• Work item: Leave out the pictures and copy every record exactly.

• Records for this task:
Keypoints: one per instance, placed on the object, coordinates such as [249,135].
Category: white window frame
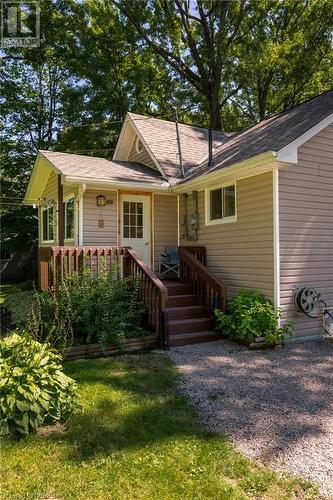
[66,198]
[46,208]
[138,141]
[223,220]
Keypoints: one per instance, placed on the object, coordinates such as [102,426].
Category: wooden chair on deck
[169,262]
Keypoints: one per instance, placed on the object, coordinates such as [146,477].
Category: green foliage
[88,308]
[50,318]
[34,390]
[19,306]
[251,315]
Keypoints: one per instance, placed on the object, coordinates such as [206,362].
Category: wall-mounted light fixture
[100,200]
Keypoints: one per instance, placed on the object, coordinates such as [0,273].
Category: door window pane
[229,206]
[50,223]
[216,204]
[69,218]
[132,219]
[45,223]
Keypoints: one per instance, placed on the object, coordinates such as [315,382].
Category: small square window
[222,204]
[229,205]
[216,204]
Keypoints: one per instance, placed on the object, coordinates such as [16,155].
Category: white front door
[135,229]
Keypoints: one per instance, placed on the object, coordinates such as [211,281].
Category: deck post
[44,254]
[61,215]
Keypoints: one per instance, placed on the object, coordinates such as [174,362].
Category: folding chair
[169,262]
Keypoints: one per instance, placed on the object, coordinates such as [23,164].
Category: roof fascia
[105,183]
[120,138]
[256,165]
[289,153]
[33,177]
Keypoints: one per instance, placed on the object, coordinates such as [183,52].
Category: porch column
[61,218]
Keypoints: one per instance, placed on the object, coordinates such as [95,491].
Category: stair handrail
[153,293]
[210,289]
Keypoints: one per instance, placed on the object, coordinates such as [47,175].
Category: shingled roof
[161,138]
[90,167]
[272,134]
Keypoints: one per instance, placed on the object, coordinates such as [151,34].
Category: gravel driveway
[276,405]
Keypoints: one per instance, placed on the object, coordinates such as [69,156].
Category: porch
[179,311]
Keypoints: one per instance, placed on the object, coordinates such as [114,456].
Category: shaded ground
[276,405]
[135,438]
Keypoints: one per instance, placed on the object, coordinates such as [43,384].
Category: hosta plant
[34,391]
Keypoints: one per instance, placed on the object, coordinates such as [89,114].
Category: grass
[135,438]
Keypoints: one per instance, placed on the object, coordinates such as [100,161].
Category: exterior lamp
[100,200]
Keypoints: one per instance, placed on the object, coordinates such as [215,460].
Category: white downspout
[276,237]
[79,201]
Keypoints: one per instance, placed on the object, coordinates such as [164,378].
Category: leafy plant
[88,308]
[251,315]
[19,305]
[34,389]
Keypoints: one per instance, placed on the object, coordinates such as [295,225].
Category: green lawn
[135,438]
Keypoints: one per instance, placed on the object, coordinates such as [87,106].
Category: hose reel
[308,301]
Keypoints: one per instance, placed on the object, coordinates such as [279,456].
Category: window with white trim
[221,204]
[69,210]
[48,223]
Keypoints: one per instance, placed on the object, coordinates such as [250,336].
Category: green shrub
[33,389]
[19,305]
[89,308]
[251,315]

• Expected answer:
Keypoints: one per instance, placed on the object, coordinates such as [249,135].
Category: white window frame
[66,198]
[46,208]
[138,141]
[223,220]
Keypoints: one per instance, placed on the object, coordinates such as [102,426].
Category: wooden chair on deck
[169,262]
Keypoints: one per instance, placed on the object, coordinates such as [146,477].
Category: green foliage
[88,308]
[50,318]
[34,390]
[19,306]
[251,315]
Keypoints: one per instance, placed on the object, coordinates such as [206,362].
Category: wall-mounted light fixture
[100,200]
Keypoints: one per instance, placed on the object, coordinates such as [0,273].
Category: door window pane
[229,206]
[50,223]
[216,204]
[69,218]
[132,219]
[45,223]
Keypoints: one per instance, placed on the object, coordinates such as [315,382].
Category: small square window
[222,204]
[229,205]
[216,204]
Keypoints: one per instance, placed on the object, coordinates such as [16,155].
Category: white front door
[135,229]
Keypoints: one per instance, placed on the object, coordinates such as [211,281].
Category: deck post
[44,254]
[61,215]
Keypoints: one per instance, placed on the object, coordinates such as [174,362].
Category: folding chair
[169,262]
Keypoints: one per instance, placed on the object, coordinates such as [23,164].
Category: roof fascia
[105,183]
[120,138]
[256,165]
[289,153]
[33,177]
Keypoints: one per instance, placed on the object, coordinates such as [183,52].
Category: porch column
[61,218]
Keypoints: one per instance, placed on the object, coordinates such as [95,491].
Category: stair handrail
[153,293]
[210,289]
Keypoints: one per instance, placed on the object, coordinates such as [47,175].
Category: shingled roof
[161,138]
[90,167]
[272,134]
Keypoints: one per instance, placed on the object, coordinates such as [151,34].
Category: gravel driveway
[276,405]
Keypoints: one per instance, placed on the object, coordinates such as [69,156].
Category: porch
[179,311]
Keypoints: one per instance, placed on the object, coordinates such as [114,456].
Category: shaded ground
[276,405]
[135,438]
Keypoints: one per instance, placed on the object, coordinates such as [43,384].
Category: hosta plant
[34,391]
Keypoints: one per instance, placed on the object, coordinates such as [89,114].
Category: grass
[135,438]
Keypoints: one per instance, placed on the object, coordinates such as [100,161].
Category: exterior lamp
[100,200]
Keypoints: one per instance, placed on the object, coordinates such as [215,460].
Category: white downspout
[276,237]
[79,201]
Keypoints: one per instance, placed on the object, coordinates such as [164,378].
Category: leafy plant
[88,308]
[251,315]
[19,305]
[34,389]
Keypoints: one per instance, placed on the object, coordinates such as [295,225].
Category: green lawn
[135,438]
Keypoints: one per instance, placed on the object, coordinates such as [87,106].
Category: hose reel
[308,301]
Keypoints: one per instance, placed on the object, coordinates such as [279,456].
Category: window with white trim
[221,204]
[69,210]
[48,223]
Keypoints: one per instance, placed on the object, coordinates such as [250,336].
Category: green shrub
[33,389]
[19,305]
[89,308]
[251,315]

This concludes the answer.